>> BEGIN Records shown

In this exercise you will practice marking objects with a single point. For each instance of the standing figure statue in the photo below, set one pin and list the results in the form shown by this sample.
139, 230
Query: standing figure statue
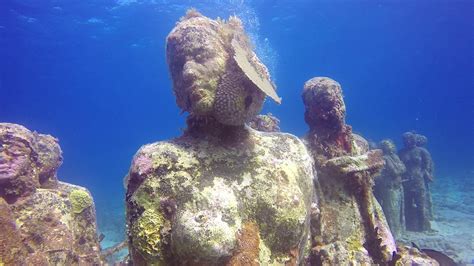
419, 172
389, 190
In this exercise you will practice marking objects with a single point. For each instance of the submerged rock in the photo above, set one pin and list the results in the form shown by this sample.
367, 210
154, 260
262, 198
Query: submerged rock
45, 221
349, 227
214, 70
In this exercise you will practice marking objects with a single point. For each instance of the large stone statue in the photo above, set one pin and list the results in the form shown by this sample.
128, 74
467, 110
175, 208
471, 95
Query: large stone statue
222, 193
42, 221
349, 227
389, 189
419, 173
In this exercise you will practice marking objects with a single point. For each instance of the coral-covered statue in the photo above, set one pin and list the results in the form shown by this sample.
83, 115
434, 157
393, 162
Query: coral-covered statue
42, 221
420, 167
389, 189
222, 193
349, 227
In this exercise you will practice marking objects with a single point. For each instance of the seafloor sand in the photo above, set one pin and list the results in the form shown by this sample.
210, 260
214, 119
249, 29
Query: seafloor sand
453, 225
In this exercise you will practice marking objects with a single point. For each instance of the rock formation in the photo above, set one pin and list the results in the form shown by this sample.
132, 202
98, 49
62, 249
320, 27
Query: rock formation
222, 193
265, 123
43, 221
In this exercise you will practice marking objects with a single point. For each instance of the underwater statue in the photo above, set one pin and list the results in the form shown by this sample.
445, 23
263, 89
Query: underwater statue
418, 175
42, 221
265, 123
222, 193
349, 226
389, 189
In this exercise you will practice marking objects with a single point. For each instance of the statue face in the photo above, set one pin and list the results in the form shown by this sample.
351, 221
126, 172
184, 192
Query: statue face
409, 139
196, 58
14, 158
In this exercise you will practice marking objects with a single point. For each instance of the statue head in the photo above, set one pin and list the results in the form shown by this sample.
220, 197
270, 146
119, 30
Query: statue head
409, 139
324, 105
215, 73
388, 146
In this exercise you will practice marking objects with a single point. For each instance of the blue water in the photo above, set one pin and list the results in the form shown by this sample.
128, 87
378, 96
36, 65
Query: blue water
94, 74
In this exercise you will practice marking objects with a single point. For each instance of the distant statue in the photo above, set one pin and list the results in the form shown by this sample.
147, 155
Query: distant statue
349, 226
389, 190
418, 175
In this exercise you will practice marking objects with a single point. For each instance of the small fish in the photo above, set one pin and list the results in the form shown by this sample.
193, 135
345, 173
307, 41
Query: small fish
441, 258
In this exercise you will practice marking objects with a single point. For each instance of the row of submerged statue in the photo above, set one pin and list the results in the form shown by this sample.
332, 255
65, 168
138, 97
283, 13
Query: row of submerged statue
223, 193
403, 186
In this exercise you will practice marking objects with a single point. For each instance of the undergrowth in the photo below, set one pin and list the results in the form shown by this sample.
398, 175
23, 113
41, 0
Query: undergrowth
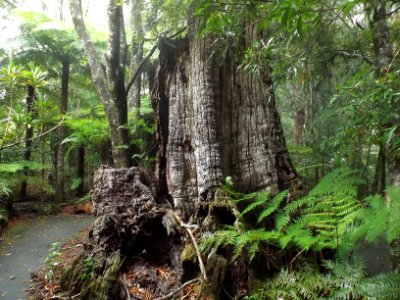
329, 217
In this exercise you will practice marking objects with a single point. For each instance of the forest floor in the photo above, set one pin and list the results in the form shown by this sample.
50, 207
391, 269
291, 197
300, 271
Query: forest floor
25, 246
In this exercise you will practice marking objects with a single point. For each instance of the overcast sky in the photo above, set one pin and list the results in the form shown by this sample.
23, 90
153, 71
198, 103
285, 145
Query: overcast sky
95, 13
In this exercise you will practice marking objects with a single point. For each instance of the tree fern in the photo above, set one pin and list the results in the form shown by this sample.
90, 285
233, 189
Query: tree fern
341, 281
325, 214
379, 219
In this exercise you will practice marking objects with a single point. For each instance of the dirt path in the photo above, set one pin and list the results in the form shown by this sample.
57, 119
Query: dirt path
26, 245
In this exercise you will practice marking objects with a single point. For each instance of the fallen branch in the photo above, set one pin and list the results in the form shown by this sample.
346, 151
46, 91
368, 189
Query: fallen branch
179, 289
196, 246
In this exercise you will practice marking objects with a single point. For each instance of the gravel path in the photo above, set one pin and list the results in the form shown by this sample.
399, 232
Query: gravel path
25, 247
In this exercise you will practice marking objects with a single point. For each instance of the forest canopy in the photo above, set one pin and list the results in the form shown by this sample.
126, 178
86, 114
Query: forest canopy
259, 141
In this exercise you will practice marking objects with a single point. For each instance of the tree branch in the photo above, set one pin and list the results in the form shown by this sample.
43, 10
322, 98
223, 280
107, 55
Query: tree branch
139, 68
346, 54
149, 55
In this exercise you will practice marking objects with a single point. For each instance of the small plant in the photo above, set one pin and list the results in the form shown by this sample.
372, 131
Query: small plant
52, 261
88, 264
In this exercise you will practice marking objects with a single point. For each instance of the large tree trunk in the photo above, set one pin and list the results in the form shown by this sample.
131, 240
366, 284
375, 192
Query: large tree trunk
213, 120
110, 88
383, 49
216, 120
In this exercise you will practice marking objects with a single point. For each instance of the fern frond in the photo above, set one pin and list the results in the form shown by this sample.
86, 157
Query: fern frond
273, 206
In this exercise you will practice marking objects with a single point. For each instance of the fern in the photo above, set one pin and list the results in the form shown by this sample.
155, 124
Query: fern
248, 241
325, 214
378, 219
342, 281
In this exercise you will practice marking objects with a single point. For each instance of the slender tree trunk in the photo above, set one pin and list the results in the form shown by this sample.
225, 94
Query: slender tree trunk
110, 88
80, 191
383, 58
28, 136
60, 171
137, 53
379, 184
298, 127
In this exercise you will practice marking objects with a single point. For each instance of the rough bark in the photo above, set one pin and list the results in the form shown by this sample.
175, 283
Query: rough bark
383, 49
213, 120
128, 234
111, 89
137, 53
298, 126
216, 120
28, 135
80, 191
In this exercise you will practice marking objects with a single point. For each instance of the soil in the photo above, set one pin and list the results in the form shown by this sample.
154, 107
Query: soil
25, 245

>> END Records shown

=== Given instruction ===
Transcribe every row above word for word, keeping each line as it appears. Omit the pictures from your answer.

=== Answer below ===
In this exercise you will practice marking objects with a single point. For each instance of the standing figure statue in the photo below, set one pin and list the results in the form shown by this sample.
139, 230
Query: standing figure statue
419, 172
389, 190
In this exercise you will practice marking objects with a single point. For each instance of the submerged rock in the photo above, set one pin and list the results in the form shown by this sample.
367, 210
154, 260
262, 198
Query: submerged rock
45, 221
349, 227
214, 70
In this exercise you will practice marking objects with a single point. For each instance of the large stone statue in the photo above, set one pin and list the results in the form shown by this sample.
128, 74
467, 110
175, 208
471, 95
Query: large stone statue
222, 193
42, 221
349, 227
389, 189
419, 173
In this exercise you will practice marking objects with a single point. For each instance of the coral-covered statue in the photo above, set one pin and list the results in the form shown by this sample.
83, 115
434, 157
393, 162
Query: coral-covered statue
42, 221
420, 167
389, 189
222, 193
349, 227
In this exercise you will practice marking objects with a single point. For each instance of the seafloor sand in the photo above, set one pin and list the results in the form shown by this sample.
210, 260
214, 119
249, 29
Query: seafloor sand
453, 225
In this exercise you will practice marking objects with a single point. For each instance of the rock formation in the photo above, set one pin and list the results in the form shown by this sample.
132, 202
98, 49
62, 249
320, 27
Query: rock formation
222, 193
265, 123
43, 221
In this exercise you will practice marking objects with a single point. For each instance of the underwater statue in the photo above, set one pin and list the results in the form shown by this sample.
445, 23
263, 89
Query: underwater statue
418, 175
42, 221
265, 123
222, 193
349, 226
389, 189
In this exercise you will practice marking objects with a single point. For each instance of the statue face in the photo above, set one pin and list the results in the form shown by this sample.
351, 221
126, 172
184, 192
Query: statue face
409, 139
196, 58
14, 158
In this exercise you will practice marking objects with a single point. For each instance of the statue head in the photo above, set one pin and list the results in the form shown by this sample.
220, 197
270, 146
119, 30
Query: statue head
409, 139
324, 105
215, 73
388, 146
In this exercise you will practice marking objects with a single point. For each instance of the blue water in the photo above, set one pin and list the results in the form shown by this sample.
128, 87
378, 96
36, 65
Query: blue water
94, 74
In this exercise you will practice marking objects with a single point. For each instance of the distant statue in the photo above, set one pin and list the results in the form shown by this sample.
147, 155
Query: distant statue
349, 226
389, 190
418, 175
In this exercise you will practice marking objects with a single point. For each instance of the small fish in the photo above, set one pin and list the results in the form shown by this sample.
193, 135
345, 173
307, 41
Query: small fish
441, 258
In this exercise you will practice marking objects with a single point. For each instance of the row of submerged statue in the photo above, set one pin and list the results in the form shown by this sample.
332, 255
65, 168
138, 97
283, 13
Query: row of submerged statue
223, 193
403, 186
In this exercise you will practice marking objects with a single point. For each instance of the undergrowth in the photo below, set one pin and list the results in the form shown by this sample.
398, 175
23, 113
41, 0
Query: undergrowth
329, 217
In this exercise you will practice marking objects with a single point. For each instance of the forest floor in the photo above, set one pin and list the results in the form shown by this sample.
50, 207
391, 269
291, 197
300, 271
Query: forest floor
25, 246
In this exercise you will practice marking objects with a single point. For each instance of the overcast sky in the photo above, set one pin and list the results in the form shown by this sample.
23, 90
153, 71
198, 103
285, 145
Query: overcast sky
95, 13
In this exercise you will practice marking objects with a single point. For each instance of the tree fern in the photo above, set one pin and list the results in the form shown by this sample.
90, 285
233, 189
Query: tree fern
341, 281
325, 214
379, 219
In this exercise you will practice marking objects with a single point. For each instance of the dirt path in the photo above, set one pin and list the results in the form shown by this sample.
57, 119
Query: dirt path
26, 245
In this exercise you will practice marking objects with a single point. For each instance of the fallen branch in the photo above, set one pin and list the results in the form shown by this sample.
346, 151
46, 91
368, 189
Query: fallen branch
179, 289
196, 246
In this exercise you will practice marking objects with a single point. For each instance of the gravel path in the photo above, set one pin and list the results in the form shown by this sample.
399, 232
Query: gravel path
25, 247
In this exercise you will practice marking objects with a single point. For each instance of the forest canopy in the photo above, set one pin and list the results in the form shown by this sample.
126, 178
86, 114
Query: forest canopy
259, 141
In this exercise you will practice marking objects with a single point. For each instance of the tree branch in the photo above, set one pin and list the results in the form shown by this sample.
43, 10
322, 98
223, 280
107, 55
Query: tree branch
139, 68
346, 54
149, 55
In this exercise you will practice marking objects with a single point. For each instance of the small plant in the photo above, set one pin and list the results in the form shown by this sample.
372, 131
Query: small plant
52, 261
88, 264
In this exercise you will practice marking objects with a single point. For each instance of the large tree trunk in the photo above, set one pin and list the results in the form shown by this sample.
131, 240
366, 284
375, 192
Query: large tree trunk
213, 120
110, 88
383, 49
216, 120
In this exercise you will practice marking objects with a single point. For each instance of the fern frond in the photo above, set one pin and list the results in the form shown by this sample.
86, 157
Query: fern frond
273, 206
In this exercise you will practice marking objects with a single point. For each instance of the fern in the photo above, set one pin and list the results in the form shown by this sample.
155, 124
Query: fern
248, 241
325, 214
378, 219
342, 281
In this exercise you will practice marking objects with a single point. For each instance of the slender tree trunk in the photo above, set one pin and list the results in the form shown by this sample.
225, 94
Query: slender tree trunk
110, 88
80, 191
383, 58
28, 136
60, 171
137, 53
379, 184
298, 127
In this exercise you will practice marking objects with a single point. For each instance of the rough bark in the photo above, set one pin and list the results in the form shown by this sample.
175, 283
Query: rough bark
383, 49
213, 120
128, 234
111, 89
137, 53
298, 126
216, 120
28, 135
80, 191
In this exercise you will practice marking objects with a single point. For each instance of the soil in the photo above, set one pin and list the results in the form shown by this sample.
154, 107
Query: soil
25, 245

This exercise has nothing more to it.